**** EXCERPT PROVIDED
Accordingly, the user is capable of flexibly operating an
information appliance using UI objects that have approached the
vicinity of the user, even when the user does not have a remote
controller or other physical operation device.
[0264] Note that the series of processes carried out by the various
apparatuses described as embodiments of the present disclosure are
typically realized using software. As one example, programs
composed of software that realizes such series of processes are
stored in advance on a storage medium (non-transitory medium)
provided internally in or externally to such apparatuses. As one
example, during execution, such programs are then written into RAM
(Random Access Memory) and executed by a processor such as a
CPU.
[0265] Although preferred embodiments of the present disclosure are
described in detail above with reference to the appended drawings,
the technical scope of the disclosure is not limited thereto. It
should be understood by those skilled in the art that various
modifications, combinations, sub-combinations and alterations may
occur depending on design requirements and other factors insofar as
they are within the scope of the appended claims or the equivalents
thereof.
[0266] Additionally, the present technology may also be configured
as below.
[0267] (1)
[0268] An information processing system comprising:
[0269] processing circuitry configured to
[0270] control a movement of a UI object on a display screen from a
pre-recognition position toward a post-recognition position in
response to recognition of an operation object initiated by a user,
wherein the post-recognition position is spatially related to a
displayed position of a predetermined displayed feature, and
wherein the predetermined displayed feature is an image derived
from a camera-captured image.
[0271] (2)
[0272] The information processing system of (1), wherein
[0273] the processing circuitry is configured to vary a mode of
approach of the UI object in accordance with a parameter related to
the UI object.
[0274] (3)
[0275] The information processing system of (2), wherein
[0276] the mode of approach is non-uniform for the displayed object
and other displayed objects such that respective speeds of approach
are different for different displayed objects.
[0277] (4)
[0278] The information processing system of (2), wherein
[0279] the parameter is a priority.
[0280] (5) The information processing system of (4), wherein the
priority is based on an operation frequency or a recommendation
[0281] (6)
[0282] The information processing system of (2), wherein
[0283] the mode of approach is non-uniform for the displayed object
and other displayed objects such that respective post-recognition
displayed positions are different for different displayed
objects.
[0284] (7)
[0285] The information processing system of (2), wherein
[0286] a trigger for the movement for the displayed object and
another displayed object are different.
[0287] (8)
[0288] The information processing system of (7), wherein
[0289] a first detected gesture triggers a movement of the
displayed object and a second detected gesture triggers a movement
of the other displayed object.
[0290] (9)
[0291] The information processing system of (7), wherein
[0292] the displayed object and the other displayed object are
displayed in a ring around the operation object.
[0293] (10)
********
**** DATA EXCERPT
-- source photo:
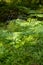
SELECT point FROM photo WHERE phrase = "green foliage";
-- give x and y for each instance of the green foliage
********
_WHAT YOU ARE ASKED TO DO_
Reproduce the stretch of the UI object passage from "[0275] The information" through "is a priority.", substituting "rates" for "speeds".

_FULL RESPONSE_
[0275] The information processing system of (2), wherein
[0276] the mode of approach is non-uniform for the displayed object
and other displayed objects such that respective rates of approach
are different for different displayed objects.
[0277] (4)
[0278] The information processing system of (2), wherein
[0279] the parameter is a priority.